» **Supplied data**:
---

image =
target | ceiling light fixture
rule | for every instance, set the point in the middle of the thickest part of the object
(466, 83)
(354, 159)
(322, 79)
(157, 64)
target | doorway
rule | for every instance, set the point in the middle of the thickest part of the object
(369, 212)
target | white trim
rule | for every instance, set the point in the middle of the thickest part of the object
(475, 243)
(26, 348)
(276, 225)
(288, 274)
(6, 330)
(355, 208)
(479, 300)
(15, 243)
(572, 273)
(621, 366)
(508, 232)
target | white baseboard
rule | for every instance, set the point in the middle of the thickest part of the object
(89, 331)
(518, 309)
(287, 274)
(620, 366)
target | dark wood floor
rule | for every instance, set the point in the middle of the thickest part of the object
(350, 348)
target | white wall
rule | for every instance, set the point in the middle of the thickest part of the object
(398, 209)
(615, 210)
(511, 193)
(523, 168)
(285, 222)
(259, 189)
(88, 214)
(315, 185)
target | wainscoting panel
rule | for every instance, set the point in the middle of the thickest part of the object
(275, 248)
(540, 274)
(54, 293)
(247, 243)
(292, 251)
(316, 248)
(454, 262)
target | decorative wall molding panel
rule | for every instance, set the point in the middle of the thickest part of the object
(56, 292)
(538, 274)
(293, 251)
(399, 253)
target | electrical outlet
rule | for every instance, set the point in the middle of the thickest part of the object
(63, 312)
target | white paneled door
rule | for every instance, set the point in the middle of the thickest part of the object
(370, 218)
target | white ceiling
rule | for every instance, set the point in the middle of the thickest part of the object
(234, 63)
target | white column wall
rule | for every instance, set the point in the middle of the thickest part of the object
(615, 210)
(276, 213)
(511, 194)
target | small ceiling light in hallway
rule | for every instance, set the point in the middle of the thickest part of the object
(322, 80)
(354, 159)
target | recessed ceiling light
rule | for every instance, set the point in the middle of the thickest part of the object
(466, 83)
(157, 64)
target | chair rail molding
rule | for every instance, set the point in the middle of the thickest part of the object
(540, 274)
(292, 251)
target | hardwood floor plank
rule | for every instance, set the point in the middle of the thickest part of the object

---

» **Task instructions**: Retype the listing above line for line, with no changes.

» **Written answer**:
image =
target | ceiling light fixture
rule | for every instance, set the point in the middle of the thickest part of the object
(466, 83)
(354, 159)
(322, 79)
(157, 64)
target | doorway
rule | for every instance, set the point in the middle of the thickest part of the object
(369, 212)
target | white trim
rule | for every instance, set the point in the middle of the thickest part of the object
(475, 243)
(26, 348)
(276, 225)
(288, 274)
(6, 330)
(355, 208)
(479, 300)
(15, 243)
(572, 273)
(621, 366)
(508, 232)
target | white baseboard
rule | for every instance, set the point in the middle of the thickest part of the object
(89, 331)
(518, 309)
(287, 274)
(620, 366)
target | dark wood floor
rule | for every instance, set the point in the middle of the thickest part of the object
(350, 348)
target | white wall
rule | for every instance, set the point in the middle of the thickest part of the object
(398, 209)
(615, 210)
(511, 193)
(523, 168)
(285, 222)
(259, 189)
(88, 214)
(315, 185)
target | wainscoting panel
rule | for every instance, set the point in the middle of the thickest part of the object
(275, 248)
(540, 274)
(54, 293)
(247, 243)
(292, 251)
(316, 248)
(454, 262)
target | decorative wall molding panel
rule | for every instance, set the point in the middle of the thickest part of the object
(56, 292)
(538, 274)
(293, 251)
(399, 253)
target | electrical outlet
rule | for every instance, set the point in the middle of the thickest part of the object
(63, 312)
target | white paneled door
rule | for every instance, set the point in the middle of the thickest part of the object
(370, 218)
target | white ceiling
rule | for every instance, set the point in the middle of the thickest part of the object
(234, 63)
target | white column wall
rule | for every instance, set the point in the middle of the thickest part of the object
(615, 210)
(276, 213)
(511, 194)
target | small ceiling light in hallway
rule | for every instance, set the point in the middle of the thickest part of the object
(322, 80)
(354, 159)
target | recessed ceiling light
rule | for every instance, set the point in the middle of the thickest part of the object
(466, 83)
(157, 64)
target | chair rail molding
rule | for every instance, set the point in the middle of the thickest part of the object
(540, 274)
(292, 251)
target | hardwood floor plank
rule | for every instance, set the point in the middle of the thickest part of the object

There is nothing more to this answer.